### Exercise directions
Please copy the lines from the start of the records through the line containing "Now the white bed", leaving the pictures out of your answer.

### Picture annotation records

##############################

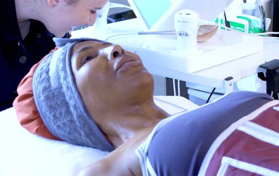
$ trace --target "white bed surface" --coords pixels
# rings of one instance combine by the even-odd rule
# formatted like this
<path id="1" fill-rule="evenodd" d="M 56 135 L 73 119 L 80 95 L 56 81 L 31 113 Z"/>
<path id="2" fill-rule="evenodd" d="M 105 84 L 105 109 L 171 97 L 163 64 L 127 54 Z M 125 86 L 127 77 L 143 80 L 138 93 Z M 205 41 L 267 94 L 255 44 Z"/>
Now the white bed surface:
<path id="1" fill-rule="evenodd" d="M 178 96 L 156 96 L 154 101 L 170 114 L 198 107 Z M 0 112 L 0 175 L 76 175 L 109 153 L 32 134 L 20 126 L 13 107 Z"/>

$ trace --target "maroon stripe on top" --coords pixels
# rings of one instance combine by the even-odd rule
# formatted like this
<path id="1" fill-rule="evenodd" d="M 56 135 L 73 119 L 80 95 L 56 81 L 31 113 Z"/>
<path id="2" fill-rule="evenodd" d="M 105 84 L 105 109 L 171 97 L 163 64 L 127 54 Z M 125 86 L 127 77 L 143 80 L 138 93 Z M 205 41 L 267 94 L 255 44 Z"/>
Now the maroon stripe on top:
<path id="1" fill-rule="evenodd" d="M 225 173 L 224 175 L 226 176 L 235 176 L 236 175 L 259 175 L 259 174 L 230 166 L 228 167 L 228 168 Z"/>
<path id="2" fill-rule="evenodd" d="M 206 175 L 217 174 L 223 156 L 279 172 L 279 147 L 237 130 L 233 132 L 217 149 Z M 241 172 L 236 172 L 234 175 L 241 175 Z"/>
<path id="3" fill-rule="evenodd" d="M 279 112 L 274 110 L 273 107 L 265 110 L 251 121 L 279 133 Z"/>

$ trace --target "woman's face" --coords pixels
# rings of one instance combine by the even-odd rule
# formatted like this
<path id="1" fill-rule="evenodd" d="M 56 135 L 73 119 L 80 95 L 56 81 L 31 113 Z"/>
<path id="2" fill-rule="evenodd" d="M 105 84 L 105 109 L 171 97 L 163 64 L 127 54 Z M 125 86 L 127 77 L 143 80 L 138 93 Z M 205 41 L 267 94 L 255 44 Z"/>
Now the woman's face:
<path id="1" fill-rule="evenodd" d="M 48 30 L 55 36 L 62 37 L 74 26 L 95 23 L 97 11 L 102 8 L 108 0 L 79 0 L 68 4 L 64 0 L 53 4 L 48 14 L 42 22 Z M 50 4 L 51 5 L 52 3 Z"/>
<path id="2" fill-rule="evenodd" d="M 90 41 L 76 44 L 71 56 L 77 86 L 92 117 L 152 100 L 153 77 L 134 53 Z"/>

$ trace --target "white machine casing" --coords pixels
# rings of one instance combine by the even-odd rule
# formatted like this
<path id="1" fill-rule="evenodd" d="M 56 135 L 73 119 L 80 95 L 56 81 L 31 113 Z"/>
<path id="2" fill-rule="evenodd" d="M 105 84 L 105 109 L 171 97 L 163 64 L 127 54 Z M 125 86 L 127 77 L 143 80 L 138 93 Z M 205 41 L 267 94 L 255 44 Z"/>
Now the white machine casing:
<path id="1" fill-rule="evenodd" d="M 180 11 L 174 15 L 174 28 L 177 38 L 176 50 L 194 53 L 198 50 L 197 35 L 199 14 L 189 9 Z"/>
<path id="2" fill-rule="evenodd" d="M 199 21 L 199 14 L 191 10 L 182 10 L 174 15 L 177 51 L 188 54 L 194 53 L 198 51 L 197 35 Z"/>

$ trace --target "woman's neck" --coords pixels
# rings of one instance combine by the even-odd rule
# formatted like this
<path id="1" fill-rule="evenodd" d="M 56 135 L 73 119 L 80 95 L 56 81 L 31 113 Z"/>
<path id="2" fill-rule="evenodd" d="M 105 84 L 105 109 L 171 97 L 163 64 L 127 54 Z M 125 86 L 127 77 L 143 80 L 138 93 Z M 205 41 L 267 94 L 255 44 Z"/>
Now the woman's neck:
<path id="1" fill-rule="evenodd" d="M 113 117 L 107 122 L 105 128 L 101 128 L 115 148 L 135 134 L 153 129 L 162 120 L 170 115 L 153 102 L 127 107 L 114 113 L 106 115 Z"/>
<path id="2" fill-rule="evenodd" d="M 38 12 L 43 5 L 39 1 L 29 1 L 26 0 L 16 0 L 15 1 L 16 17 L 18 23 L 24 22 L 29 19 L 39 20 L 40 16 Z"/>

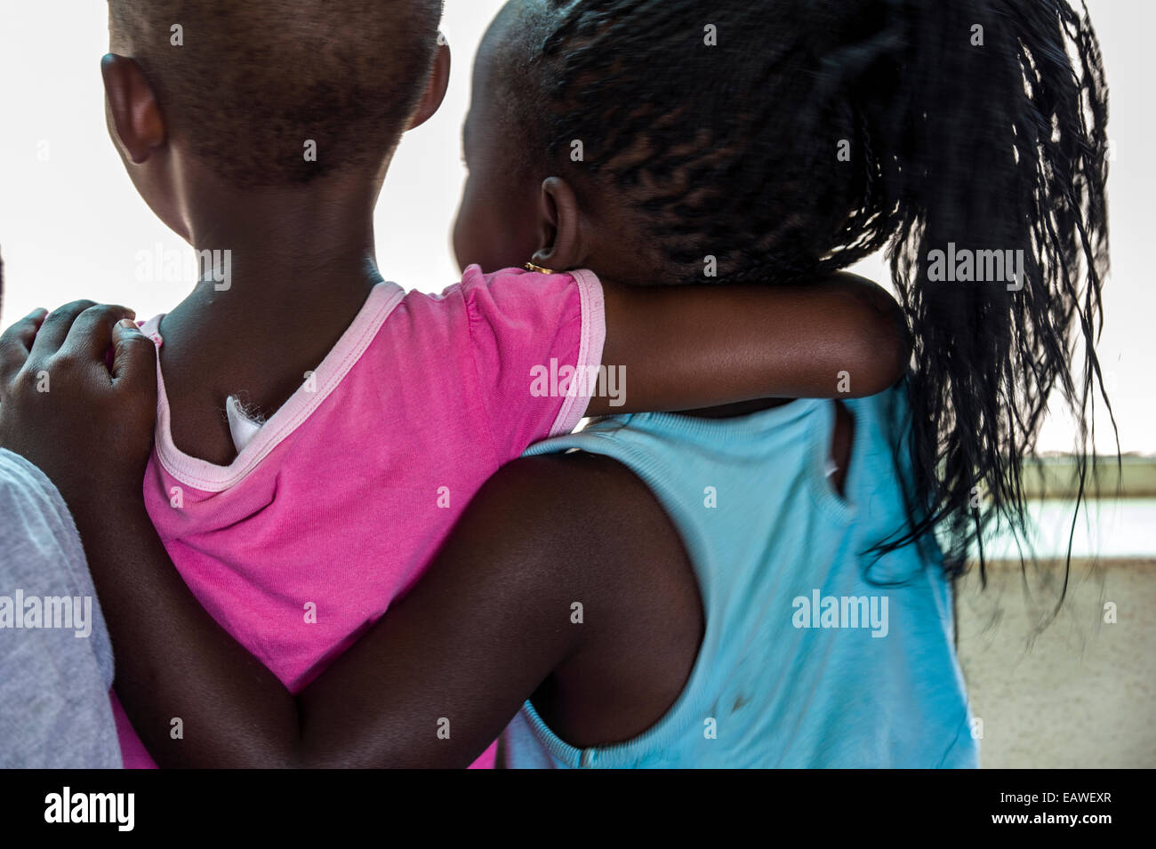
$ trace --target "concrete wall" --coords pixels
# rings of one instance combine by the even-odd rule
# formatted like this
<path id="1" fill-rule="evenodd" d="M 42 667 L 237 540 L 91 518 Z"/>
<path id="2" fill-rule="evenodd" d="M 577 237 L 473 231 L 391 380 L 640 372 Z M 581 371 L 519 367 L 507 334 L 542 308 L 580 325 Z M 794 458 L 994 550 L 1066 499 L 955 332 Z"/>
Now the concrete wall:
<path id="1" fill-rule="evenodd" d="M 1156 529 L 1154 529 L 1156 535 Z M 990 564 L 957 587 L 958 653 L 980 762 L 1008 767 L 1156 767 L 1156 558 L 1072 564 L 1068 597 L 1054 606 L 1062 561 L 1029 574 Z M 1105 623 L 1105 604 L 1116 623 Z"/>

##############################

### Output of the exercise
$ trace --target "white bed surface" --coords pixels
# rings of one instance combine by the even-odd rule
# formatted like this
<path id="1" fill-rule="evenodd" d="M 56 135 L 73 119 L 80 95 L 56 81 L 31 113 Z"/>
<path id="2" fill-rule="evenodd" d="M 105 84 L 105 109 L 171 97 L 163 64 L 127 54 Z M 125 86 L 127 77 L 143 80 L 138 93 Z M 205 41 L 267 94 L 255 44 Z"/>
Now the white bed surface:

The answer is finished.